Copy the following lines verbatim, keeping every character unchanged.

——————

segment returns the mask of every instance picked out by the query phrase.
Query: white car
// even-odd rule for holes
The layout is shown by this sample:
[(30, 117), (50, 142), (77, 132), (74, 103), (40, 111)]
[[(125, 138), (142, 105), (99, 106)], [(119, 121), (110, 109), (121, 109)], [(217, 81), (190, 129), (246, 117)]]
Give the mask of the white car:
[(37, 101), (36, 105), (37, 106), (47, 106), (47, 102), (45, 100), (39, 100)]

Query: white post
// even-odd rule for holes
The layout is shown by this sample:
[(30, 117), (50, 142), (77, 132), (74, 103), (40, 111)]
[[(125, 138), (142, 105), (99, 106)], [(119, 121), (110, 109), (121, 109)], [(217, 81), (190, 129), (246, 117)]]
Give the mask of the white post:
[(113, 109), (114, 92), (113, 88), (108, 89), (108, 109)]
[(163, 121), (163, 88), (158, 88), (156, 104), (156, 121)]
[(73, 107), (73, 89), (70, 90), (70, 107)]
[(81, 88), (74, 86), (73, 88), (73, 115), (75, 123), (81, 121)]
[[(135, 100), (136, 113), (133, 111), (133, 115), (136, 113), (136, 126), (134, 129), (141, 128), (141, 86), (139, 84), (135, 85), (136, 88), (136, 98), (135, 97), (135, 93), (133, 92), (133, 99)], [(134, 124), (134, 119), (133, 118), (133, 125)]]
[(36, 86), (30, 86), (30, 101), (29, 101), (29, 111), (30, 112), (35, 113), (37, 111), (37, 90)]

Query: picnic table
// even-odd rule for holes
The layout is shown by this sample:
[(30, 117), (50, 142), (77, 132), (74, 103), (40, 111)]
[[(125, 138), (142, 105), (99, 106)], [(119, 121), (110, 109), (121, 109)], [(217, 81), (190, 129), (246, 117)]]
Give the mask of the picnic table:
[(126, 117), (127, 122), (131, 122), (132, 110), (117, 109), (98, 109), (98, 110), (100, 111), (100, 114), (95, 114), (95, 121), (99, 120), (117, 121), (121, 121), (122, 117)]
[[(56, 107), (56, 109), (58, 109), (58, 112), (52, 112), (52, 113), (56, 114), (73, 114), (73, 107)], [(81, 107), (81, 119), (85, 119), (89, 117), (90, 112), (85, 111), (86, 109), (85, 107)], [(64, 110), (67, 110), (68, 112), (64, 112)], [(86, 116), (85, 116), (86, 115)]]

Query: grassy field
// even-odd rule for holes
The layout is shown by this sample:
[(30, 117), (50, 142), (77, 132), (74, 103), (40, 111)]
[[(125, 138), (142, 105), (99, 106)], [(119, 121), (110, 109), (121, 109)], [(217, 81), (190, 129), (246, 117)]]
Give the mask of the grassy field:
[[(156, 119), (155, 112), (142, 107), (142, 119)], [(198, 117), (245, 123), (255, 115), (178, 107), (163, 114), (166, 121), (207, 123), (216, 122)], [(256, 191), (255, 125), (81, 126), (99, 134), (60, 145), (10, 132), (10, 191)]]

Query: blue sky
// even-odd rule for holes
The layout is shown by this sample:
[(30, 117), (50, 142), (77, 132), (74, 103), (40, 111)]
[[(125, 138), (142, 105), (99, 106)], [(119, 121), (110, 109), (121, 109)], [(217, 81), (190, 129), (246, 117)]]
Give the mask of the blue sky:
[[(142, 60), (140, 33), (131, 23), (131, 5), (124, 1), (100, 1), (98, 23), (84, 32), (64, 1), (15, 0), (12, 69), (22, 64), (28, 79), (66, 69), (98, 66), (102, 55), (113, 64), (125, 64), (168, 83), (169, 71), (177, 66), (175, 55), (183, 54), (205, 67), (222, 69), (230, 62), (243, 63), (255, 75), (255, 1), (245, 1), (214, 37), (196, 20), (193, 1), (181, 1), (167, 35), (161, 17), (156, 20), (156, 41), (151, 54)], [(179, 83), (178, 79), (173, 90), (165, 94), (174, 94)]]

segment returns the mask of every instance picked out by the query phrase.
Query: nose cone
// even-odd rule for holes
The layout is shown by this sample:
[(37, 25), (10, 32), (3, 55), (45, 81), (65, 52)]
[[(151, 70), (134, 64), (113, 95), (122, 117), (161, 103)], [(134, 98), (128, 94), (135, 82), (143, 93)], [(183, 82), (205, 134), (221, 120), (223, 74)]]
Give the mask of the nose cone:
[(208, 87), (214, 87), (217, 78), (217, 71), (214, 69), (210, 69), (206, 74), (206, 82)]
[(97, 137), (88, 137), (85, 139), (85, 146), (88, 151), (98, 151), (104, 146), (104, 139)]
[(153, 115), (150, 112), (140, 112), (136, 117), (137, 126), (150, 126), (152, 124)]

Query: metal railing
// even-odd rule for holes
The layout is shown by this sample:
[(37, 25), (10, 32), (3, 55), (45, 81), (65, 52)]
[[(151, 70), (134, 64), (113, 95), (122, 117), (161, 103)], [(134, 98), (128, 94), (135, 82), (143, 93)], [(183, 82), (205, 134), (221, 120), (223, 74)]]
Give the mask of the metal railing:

——————

> The response:
segment returns the mask of every instance picked out by the query phrase.
Query: white car
// even-odd rule for holes
The layout is shown by this sample:
[(30, 117), (50, 142), (77, 132), (74, 103), (40, 111)]
[[(125, 138), (142, 105), (99, 106)], [(119, 121), (110, 109), (121, 109)], [(217, 81), (190, 129), (246, 117)]]
Give the mask of the white car:
[(37, 101), (36, 105), (37, 106), (47, 106), (47, 102), (45, 100), (39, 100)]

Query: white post
// even-odd rule for holes
The layout is shown by this sample:
[(30, 117), (50, 142), (77, 132), (74, 103), (40, 111)]
[[(125, 138), (142, 105), (99, 106)], [(119, 121), (110, 109), (121, 109)], [(217, 81), (190, 129), (246, 117)]]
Give the mask of the white post:
[(113, 109), (114, 92), (113, 88), (108, 89), (108, 109)]
[(163, 121), (163, 88), (158, 88), (156, 104), (156, 121)]
[(73, 107), (73, 89), (70, 90), (70, 107)]
[(81, 88), (74, 86), (73, 88), (73, 115), (75, 123), (81, 121)]
[[(135, 100), (136, 113), (133, 111), (133, 115), (136, 113), (136, 126), (134, 129), (141, 128), (141, 86), (139, 84), (135, 85), (136, 88), (136, 98), (135, 97), (135, 93), (133, 92), (133, 99)], [(134, 124), (134, 119), (133, 118), (133, 125)]]
[(36, 86), (30, 86), (30, 101), (29, 101), (29, 111), (30, 112), (35, 113), (37, 111), (37, 90)]

Query: picnic table
// even-odd rule for holes
The layout is shown by this sample:
[(30, 117), (50, 142), (77, 132), (74, 103), (40, 111)]
[[(125, 138), (142, 105), (99, 106)], [(119, 121), (110, 109), (121, 109)], [(217, 81), (190, 129), (246, 117)]]
Give the mask of the picnic table:
[(126, 117), (127, 122), (131, 122), (132, 110), (117, 109), (98, 109), (98, 110), (100, 111), (100, 114), (95, 114), (95, 121), (99, 120), (117, 121), (121, 121), (122, 117)]
[[(56, 107), (56, 109), (58, 109), (58, 112), (52, 112), (52, 113), (56, 114), (73, 114), (73, 107)], [(81, 107), (81, 119), (85, 119), (89, 117), (90, 112), (85, 111), (86, 109), (85, 107)], [(64, 110), (67, 110), (68, 112), (64, 112)], [(86, 116), (85, 116), (86, 115)]]

Query: grassy field
// even-odd rule for holes
The layout is shown by this sample:
[(30, 117), (50, 142), (77, 132), (74, 103), (40, 111)]
[[(125, 138), (142, 105), (99, 106)], [(119, 121), (110, 109), (121, 109)], [(217, 81), (190, 129), (246, 117)]]
Give the mask of the grassy field:
[[(156, 119), (155, 112), (142, 107), (142, 119)], [(198, 117), (245, 123), (255, 115), (178, 107), (163, 114), (166, 121), (207, 123), (216, 122)], [(256, 191), (255, 125), (81, 126), (99, 134), (60, 145), (10, 132), (10, 191)]]

Query: blue sky
// even-odd rule for holes
The layout is shown by this sample:
[(30, 117), (50, 142), (77, 132), (74, 103), (40, 111)]
[[(125, 138), (142, 105), (99, 106)], [(119, 121), (110, 109), (121, 109)], [(217, 81), (190, 129), (246, 117)]]
Give the mask of the blue sky:
[[(142, 60), (140, 33), (131, 23), (131, 5), (124, 1), (100, 1), (98, 23), (84, 32), (64, 1), (15, 0), (12, 69), (22, 64), (28, 79), (66, 69), (98, 66), (102, 55), (113, 64), (125, 64), (168, 83), (169, 71), (177, 66), (175, 55), (183, 54), (205, 67), (222, 69), (230, 62), (243, 63), (255, 75), (255, 1), (245, 1), (214, 37), (196, 20), (193, 1), (181, 1), (167, 35), (161, 17), (156, 20), (156, 41), (151, 54)], [(179, 83), (178, 79), (173, 90), (165, 94), (174, 94)]]

segment returns the mask of every instance picked out by the query phrase.
Query: nose cone
// even-odd rule for holes
The layout is shown by this sample:
[(37, 25), (10, 32), (3, 55), (45, 81), (65, 52)]
[[(151, 70), (134, 64), (113, 95), (122, 117), (161, 103)], [(134, 98), (128, 94), (135, 82), (143, 93)], [(183, 82), (205, 134), (221, 120), (223, 74)]]
Give the mask of the nose cone:
[(208, 87), (214, 87), (217, 78), (217, 71), (214, 69), (210, 69), (206, 74), (206, 82)]
[(97, 137), (88, 137), (85, 139), (85, 146), (88, 151), (98, 151), (104, 146), (104, 139)]
[(153, 115), (150, 112), (140, 112), (136, 117), (137, 126), (150, 126), (152, 124)]

Query: metal railing
// even-odd rule for holes
The layout is shown by this sample:
[(37, 25), (10, 32), (3, 55), (45, 81), (65, 52)]
[[(151, 70), (134, 64), (113, 95), (122, 117), (161, 103)], [(134, 98), (128, 94), (135, 82), (143, 93)], [(183, 82), (205, 134), (221, 120), (223, 74)]]
Give the mask of the metal railing:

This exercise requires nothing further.